■ **THE PROBLEM**
Note each line in the data holding the string "below" and report it.

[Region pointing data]
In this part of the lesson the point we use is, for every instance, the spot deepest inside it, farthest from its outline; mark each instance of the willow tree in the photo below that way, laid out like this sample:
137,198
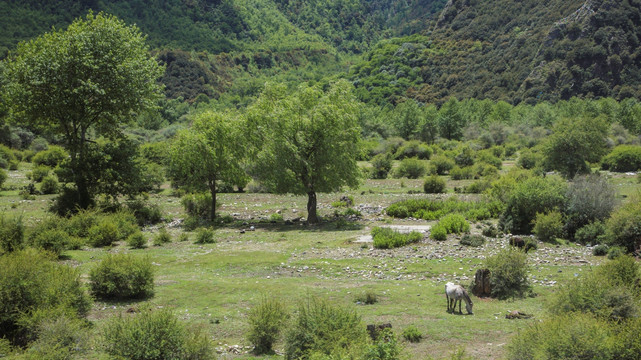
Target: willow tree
208,154
82,83
308,141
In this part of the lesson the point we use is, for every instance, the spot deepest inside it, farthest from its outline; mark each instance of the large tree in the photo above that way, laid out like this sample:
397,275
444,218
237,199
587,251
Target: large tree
208,154
82,83
308,142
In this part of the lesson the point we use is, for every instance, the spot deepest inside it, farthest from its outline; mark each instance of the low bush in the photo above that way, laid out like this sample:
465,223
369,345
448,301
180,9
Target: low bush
386,238
11,234
155,335
205,236
434,185
36,288
122,276
623,158
548,227
472,240
411,168
412,334
508,273
266,320
137,240
323,327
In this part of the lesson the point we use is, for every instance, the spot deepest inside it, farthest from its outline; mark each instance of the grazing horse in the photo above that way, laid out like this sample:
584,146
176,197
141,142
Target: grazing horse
456,293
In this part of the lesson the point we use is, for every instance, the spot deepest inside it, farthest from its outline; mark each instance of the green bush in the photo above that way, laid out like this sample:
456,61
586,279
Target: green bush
122,276
386,238
548,227
155,335
11,234
36,288
162,237
38,173
266,320
50,157
529,197
205,236
49,185
325,328
137,240
438,233
508,273
623,158
412,334
472,240
411,168
434,185
600,250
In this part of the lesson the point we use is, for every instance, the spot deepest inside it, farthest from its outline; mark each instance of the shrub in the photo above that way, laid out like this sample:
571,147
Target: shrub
434,185
53,240
162,237
600,250
548,227
386,238
472,240
50,157
136,240
623,158
39,172
122,276
368,298
438,233
266,321
623,227
412,334
411,168
532,196
36,288
441,164
11,234
155,335
323,327
205,236
508,273
592,233
49,185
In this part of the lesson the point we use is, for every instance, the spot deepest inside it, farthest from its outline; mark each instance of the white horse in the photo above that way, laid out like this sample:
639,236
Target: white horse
456,293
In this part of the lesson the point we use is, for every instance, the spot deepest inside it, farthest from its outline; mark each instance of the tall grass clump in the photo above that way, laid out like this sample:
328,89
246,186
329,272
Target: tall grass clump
324,328
386,238
122,276
155,335
266,322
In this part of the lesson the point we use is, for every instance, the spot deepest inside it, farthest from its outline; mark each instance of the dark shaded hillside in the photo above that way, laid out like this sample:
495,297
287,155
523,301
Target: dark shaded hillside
514,51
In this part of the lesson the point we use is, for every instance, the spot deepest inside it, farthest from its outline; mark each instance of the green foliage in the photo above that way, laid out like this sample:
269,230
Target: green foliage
122,276
434,185
508,273
472,240
136,240
623,158
155,335
266,320
412,334
529,197
386,238
623,228
51,157
548,227
11,234
36,288
323,327
205,236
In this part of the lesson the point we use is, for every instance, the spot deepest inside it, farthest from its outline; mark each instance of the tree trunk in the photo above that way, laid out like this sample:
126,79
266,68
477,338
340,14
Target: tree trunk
312,218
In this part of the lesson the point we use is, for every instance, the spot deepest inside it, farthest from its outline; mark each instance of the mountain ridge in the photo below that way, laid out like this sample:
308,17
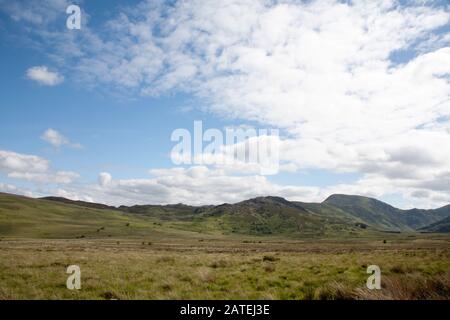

■ **RESPONSE AREA**
In this part of the lesson the point we use is, for every instance, the spot deepest inside it, farthest from its outline; mark each instance of the willow tree in the photo below that way, laid out like this sample:
In this part of the lesson the point we use is, for every instance, the spot deepest inside it, farthest from its outline; mark each instance of the mountain ridge in the photo below that way, laid out like this sample:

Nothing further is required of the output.